Records from a dataset:
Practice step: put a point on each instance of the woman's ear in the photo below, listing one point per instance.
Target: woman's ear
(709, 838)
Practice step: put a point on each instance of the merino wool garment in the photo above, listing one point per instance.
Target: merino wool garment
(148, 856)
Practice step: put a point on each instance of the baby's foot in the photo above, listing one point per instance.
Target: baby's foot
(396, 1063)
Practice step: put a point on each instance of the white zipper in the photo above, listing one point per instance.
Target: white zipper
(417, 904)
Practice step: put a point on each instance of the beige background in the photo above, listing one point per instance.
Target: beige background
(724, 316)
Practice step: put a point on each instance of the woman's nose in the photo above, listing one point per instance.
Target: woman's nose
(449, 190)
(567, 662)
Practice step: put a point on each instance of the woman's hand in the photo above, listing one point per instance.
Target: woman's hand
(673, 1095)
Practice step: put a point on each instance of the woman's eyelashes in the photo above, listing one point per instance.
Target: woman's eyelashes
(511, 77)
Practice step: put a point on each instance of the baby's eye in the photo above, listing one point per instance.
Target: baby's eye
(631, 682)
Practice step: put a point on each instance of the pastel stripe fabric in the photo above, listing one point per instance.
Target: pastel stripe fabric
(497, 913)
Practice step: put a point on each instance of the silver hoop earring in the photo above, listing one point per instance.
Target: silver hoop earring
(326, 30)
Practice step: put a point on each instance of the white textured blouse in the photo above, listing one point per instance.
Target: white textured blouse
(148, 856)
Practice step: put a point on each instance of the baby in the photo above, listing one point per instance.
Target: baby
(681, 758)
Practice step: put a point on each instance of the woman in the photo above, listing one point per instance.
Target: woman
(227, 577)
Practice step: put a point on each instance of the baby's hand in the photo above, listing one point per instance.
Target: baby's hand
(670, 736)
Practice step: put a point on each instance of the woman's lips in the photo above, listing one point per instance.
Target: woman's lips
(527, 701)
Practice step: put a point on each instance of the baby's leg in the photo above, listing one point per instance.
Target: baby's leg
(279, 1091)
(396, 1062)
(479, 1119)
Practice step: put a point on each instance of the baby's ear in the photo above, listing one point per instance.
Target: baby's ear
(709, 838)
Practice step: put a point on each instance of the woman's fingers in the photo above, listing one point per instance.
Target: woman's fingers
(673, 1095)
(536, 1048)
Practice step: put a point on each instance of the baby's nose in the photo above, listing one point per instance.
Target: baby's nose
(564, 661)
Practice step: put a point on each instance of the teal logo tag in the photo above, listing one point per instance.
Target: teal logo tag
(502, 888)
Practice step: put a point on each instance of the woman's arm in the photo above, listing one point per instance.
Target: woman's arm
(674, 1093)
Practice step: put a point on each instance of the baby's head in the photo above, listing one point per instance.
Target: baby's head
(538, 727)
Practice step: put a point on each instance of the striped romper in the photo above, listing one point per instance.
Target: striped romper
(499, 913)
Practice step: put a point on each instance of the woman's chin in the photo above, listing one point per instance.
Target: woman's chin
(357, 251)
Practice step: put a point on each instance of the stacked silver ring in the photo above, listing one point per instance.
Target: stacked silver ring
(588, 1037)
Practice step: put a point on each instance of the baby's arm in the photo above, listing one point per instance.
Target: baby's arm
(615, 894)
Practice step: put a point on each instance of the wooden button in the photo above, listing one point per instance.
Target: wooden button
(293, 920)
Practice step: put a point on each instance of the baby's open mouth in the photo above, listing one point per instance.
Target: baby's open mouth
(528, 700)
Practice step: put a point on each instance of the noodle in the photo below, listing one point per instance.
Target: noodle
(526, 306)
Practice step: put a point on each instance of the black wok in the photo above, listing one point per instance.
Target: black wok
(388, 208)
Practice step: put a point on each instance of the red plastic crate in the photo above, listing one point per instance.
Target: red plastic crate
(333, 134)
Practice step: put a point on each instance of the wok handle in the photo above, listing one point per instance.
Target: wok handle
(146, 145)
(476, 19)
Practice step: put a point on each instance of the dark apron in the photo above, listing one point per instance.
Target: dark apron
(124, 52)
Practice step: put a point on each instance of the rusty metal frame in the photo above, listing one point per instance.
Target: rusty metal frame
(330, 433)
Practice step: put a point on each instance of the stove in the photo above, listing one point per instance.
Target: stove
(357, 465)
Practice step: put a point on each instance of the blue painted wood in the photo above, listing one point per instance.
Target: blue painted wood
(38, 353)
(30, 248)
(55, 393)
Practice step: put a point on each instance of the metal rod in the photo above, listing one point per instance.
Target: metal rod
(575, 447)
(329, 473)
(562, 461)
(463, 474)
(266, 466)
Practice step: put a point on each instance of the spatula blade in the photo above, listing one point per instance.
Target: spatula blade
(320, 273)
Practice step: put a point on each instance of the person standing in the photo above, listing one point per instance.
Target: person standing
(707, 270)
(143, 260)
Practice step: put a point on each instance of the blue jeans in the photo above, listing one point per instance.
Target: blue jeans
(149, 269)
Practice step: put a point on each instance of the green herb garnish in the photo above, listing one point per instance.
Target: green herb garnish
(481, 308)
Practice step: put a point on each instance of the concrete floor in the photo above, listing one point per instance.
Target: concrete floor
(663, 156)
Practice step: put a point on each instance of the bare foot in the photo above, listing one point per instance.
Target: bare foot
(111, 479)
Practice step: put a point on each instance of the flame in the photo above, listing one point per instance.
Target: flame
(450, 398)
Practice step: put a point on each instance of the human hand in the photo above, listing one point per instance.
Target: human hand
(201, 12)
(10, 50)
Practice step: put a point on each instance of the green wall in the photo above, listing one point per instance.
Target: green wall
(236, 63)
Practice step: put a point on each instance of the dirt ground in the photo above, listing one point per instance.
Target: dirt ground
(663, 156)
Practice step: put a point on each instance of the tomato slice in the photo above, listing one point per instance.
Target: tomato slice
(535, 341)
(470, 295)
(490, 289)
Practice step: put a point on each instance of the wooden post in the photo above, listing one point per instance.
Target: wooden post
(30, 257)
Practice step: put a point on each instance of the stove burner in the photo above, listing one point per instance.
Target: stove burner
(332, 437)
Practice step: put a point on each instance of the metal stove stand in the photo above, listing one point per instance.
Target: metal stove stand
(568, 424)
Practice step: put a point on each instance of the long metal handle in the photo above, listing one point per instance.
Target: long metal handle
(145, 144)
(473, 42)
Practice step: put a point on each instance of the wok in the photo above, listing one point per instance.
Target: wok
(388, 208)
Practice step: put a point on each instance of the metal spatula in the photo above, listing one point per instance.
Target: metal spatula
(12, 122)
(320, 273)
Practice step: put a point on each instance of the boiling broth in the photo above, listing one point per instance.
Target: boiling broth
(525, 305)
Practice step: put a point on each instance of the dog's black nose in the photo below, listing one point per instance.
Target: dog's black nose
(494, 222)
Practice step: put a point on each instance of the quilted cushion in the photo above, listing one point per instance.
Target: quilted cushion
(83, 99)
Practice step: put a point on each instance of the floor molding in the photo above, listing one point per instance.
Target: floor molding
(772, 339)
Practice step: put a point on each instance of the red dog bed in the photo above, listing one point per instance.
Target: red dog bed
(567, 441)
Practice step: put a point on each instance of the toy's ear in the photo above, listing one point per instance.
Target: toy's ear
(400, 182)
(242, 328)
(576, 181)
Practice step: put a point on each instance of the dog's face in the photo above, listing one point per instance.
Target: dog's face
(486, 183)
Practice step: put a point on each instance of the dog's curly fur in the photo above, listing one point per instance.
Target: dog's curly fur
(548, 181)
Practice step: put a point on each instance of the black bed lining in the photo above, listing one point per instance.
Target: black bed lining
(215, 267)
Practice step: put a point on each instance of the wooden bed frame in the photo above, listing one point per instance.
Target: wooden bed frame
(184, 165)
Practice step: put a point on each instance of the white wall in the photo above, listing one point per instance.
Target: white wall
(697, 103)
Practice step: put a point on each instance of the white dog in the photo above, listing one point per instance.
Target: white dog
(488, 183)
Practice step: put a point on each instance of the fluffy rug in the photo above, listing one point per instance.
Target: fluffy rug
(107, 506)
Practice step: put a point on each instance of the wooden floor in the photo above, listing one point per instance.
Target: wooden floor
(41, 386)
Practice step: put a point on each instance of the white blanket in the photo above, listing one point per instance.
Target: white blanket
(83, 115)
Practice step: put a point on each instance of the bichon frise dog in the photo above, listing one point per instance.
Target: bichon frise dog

# YOUR TASK:
Look above for the line that holds "the white wall", then copy it and each line after it exactly, through the last line of the data.

# RESULT BELOW:
Practice step: put a point on each instance of the white wall in the photo above, listing one point per instance.
Target: white wall
(697, 103)
Practice step: put a point on each instance of the white dog in the photo above, listing one point per instance.
Target: white dog
(488, 183)
Practice step: put a point on each instance of the fluffy rug in the photo above, listing one point per instance.
Target: fluffy rug
(107, 506)
Practice step: put a point on each instance of the wooden floor in the photo above, listing one point per instance.
Target: wooden floor
(41, 386)
Practice step: put a point on each instance of the white blanket in the photo above, listing one point per instance.
Target: white blanket
(83, 115)
Practice step: put a point on each instance of the bichon frise dog in the photo above, listing one point per instance.
Target: bichon frise dog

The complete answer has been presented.